What to work on: In the news article about rabbits in Iluka, what does senior ranger Dean Chamberlain call "ideal rabbit tucker"?
Top of Document extract
Rabbit numbers continue to soar
THEY’RE cute and cuddly, but they could also pose a serious threat to Iluka’s pristine neighbouring national park.
The village’s population of rabbits is reportedly booming and, despite their appearance, the big-eared fluff-balls have the potential to turn into environmental vandals, impacting on native vegetation and wildlife if numbers escalate out of control.
A visitor to Iluka’s Riverside Tourist Park at the weekend, Ian Thomson, said he believed the rabbit population had ”exploded”.
“I spoke to a gardener who said they tried to poison the rabbits, but it was like giving them Viagra,” Mr Thomson said.
“They just kept breeding.”
North Coast Livestock Health and Pest Authority senior ranger Dean Chamberlain said the Iluka rabbit population had existed for “a long time”.
“Every now and then you get a few extras,” he said. “It’s the perfect place for them.”
Mr Chamberlain said there were plenty of habitats’ in and around the general Iluka area, as well as a good supply of “ideal rabbit tucker” – freshly-cut green grass.
He said the protein contained in “good, fresh, green pick” brought on breeding in rabbits.
While the rabbits could be baited, he did not believe it would produce an overall downturn in their numbers due to their geographically widespread population.
“The numbers might go down initially, but two months later you’re going to have them back again,” he said.
“They’re going to stay at a level which will be fairly constant, whether they are baited or not.
“You can’t control them on a wider scale.”
Mr Chamberlain said because of the damage they caused, including eating through people’s carefully grown vegetables and flowers, rabbits posed a dilemma in any built-up area.
“That’s why people notice them and people complain,” he said. “Urban rabbits are a bigger problem than rural rabbits.”
A National Parks and Wildlife Service spokeswoman confirmed rabbits were a pest.
“They can damage native vegetation,” she said. “They compete with native wildlife as well.”
The spokeswoman said while the rabbits had not yet posed a risk to the nearby Bundjalung National Park, control measures – including baiting and closing of rabbit warrens – were in place should any spread.
Riverside Tourist Park co-manager Lynne Wright, who has lived in Iluka for two-and-a-half years, said the rabbits were “all over town”, but did not believe numbers had increased recently. “You drive up the street and you’ll see them jumping around,” Mrs Wright said.
She said while there were “a few holes here and there” at the council-owned tourist park, which she filled and covered when they appeared, she did not believe the rabbits to be a big problem.
There were signs that read “Do not feed the rabbits”.
“Sometimes people do feed them; they think they’re cute,” she said.
Clarence Valley Council’s environment and open spaces planner Peter Birch confirmed the council had received reports regarding rabbits at Iluka.
“We do have some issues there,” he said.
He said council would be making contact with the Rural Lands Protection Board to discuss what action was necessary.
Bottom of Document extract
Top of Supplied data
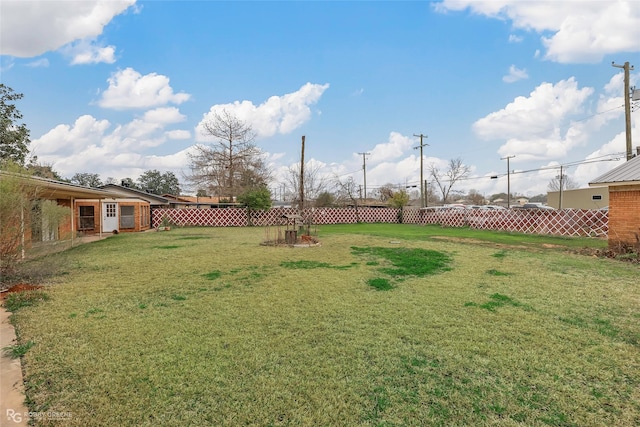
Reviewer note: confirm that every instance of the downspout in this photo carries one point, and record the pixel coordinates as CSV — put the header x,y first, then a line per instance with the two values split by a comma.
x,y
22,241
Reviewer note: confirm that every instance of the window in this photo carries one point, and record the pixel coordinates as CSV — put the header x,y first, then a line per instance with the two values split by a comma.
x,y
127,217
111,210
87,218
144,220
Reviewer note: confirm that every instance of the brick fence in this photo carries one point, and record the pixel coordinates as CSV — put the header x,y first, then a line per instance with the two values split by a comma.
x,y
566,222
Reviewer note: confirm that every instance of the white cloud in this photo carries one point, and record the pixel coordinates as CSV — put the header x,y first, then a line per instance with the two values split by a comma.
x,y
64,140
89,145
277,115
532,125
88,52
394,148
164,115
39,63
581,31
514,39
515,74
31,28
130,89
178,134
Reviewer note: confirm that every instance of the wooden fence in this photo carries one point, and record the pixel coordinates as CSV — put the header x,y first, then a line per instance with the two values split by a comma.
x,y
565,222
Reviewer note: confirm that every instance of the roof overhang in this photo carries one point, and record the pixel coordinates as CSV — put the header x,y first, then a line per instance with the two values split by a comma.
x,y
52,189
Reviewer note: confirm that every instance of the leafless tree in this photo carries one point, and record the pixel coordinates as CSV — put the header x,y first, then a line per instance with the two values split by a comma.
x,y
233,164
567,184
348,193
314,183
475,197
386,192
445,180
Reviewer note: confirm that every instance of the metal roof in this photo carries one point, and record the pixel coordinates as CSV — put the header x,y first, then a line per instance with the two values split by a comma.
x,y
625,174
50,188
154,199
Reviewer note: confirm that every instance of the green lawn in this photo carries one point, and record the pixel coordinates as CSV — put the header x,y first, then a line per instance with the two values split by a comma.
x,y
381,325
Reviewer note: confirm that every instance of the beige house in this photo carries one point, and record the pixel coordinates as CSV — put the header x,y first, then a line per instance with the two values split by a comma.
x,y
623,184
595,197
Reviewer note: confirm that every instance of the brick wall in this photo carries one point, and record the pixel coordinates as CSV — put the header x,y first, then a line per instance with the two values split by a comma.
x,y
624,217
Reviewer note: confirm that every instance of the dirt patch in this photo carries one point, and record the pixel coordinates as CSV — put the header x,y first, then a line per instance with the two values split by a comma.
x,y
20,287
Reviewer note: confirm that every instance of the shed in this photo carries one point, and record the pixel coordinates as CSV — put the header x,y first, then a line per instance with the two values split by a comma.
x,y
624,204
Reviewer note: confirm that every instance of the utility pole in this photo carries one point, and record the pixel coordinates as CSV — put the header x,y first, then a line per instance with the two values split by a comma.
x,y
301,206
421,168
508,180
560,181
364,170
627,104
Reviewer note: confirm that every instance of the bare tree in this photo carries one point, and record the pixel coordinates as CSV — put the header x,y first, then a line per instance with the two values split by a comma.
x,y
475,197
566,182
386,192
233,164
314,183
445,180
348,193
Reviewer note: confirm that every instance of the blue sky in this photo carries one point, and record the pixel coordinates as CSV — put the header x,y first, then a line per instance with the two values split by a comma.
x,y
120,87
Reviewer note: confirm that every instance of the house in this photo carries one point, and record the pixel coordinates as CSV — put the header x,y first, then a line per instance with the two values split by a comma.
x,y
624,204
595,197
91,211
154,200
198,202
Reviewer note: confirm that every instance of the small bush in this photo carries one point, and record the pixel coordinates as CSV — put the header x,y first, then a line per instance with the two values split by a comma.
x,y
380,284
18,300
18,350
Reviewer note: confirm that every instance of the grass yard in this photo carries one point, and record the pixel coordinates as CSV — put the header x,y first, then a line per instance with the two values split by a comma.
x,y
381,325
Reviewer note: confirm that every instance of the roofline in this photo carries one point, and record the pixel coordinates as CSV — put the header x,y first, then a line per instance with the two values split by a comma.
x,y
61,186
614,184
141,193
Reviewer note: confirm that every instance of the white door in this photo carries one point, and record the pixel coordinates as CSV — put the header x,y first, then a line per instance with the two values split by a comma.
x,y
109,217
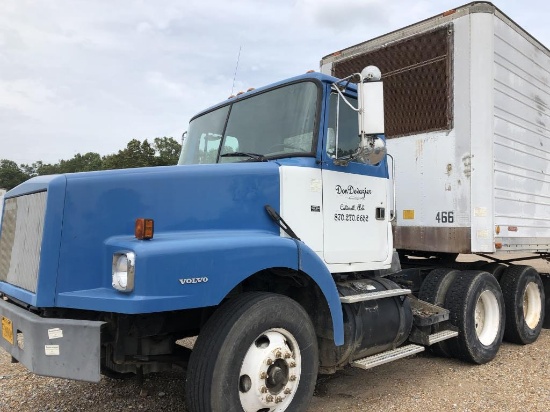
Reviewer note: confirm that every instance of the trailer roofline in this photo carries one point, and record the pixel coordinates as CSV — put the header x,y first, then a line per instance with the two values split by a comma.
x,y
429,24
Bottom of Supplied data
Output of the exercise: Freshly-cut green grass.